* **Excerto da página**:
━━━━━━━━━━━━━━━━━━━━
19.9.04



Relendo Jorge de Sena

Cada vez que leio Jorge de Sena descubro uma coisa nova, ou uma coisa antiga que me impressiona de maneira nova.


Genesis

De mim não falo mais: não quero nada.
De Deus não falo: não tem outro abrigo.
Não falarei também do mundo antigo,
pois nasce e morre em cada madrugada.

Nem de existir, que é a vida atraiçoada,
para sentir o tempo andar comigo;
nem de viver, que é liberdade errada,
e foge todo o Amor quando o persigo.

Por mais justiça... -- Ai quantos que eram novos
em vâo a esperaram porque nunca a viram!
E a eternidade... Ó transfusâo dos povos!

Não há verdade: o mundo não a esconde.
Tudo se vê: só se não sabe aonde.
━━━━━━━━━━━━━━━━━━━━
* **Entradas extraídas**:
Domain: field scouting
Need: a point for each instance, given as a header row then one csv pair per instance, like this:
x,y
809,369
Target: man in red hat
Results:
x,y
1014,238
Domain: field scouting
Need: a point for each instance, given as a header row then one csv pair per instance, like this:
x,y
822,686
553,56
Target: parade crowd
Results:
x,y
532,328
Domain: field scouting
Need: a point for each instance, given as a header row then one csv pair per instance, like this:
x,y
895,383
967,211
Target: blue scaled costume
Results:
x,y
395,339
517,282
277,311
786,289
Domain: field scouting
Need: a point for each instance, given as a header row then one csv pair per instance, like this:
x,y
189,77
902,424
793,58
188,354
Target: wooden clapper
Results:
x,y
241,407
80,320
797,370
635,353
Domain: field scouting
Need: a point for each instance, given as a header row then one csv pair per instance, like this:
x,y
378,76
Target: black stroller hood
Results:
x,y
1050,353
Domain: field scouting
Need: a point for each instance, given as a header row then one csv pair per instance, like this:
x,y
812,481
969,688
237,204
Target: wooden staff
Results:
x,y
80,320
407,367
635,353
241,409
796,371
━━━━━━━━━━━━━━━━━━━━
* **Requisitos do exercício**:
Escreva a continuação do texto sobre a releitura de Jorge de Sena, começando logo após a última linha apresentada. As entradas são um material à parte, sem ligação com o texto.

* **Resultado da tarefa**:
Mortais ou imortais, todos mentiram.

(1946)



Fidelidade

Diz-me devagar coisa nenhuma, assim
como a só presença com que me perdoas
esta fidelidade ao meu destino.
Quanto assim não digas é por mim
que o dizes. E os destinos vivem-se
como outra vida. Ou como outra solidão.
E quem lá entra? E quem lá pode estar
mais que o momento de estar só consigo?

Diz-me assim devagar coisa nenhuma:
o que à morte se diria, se ela ouvisse,
ou se diria aos mortos, se voltassem.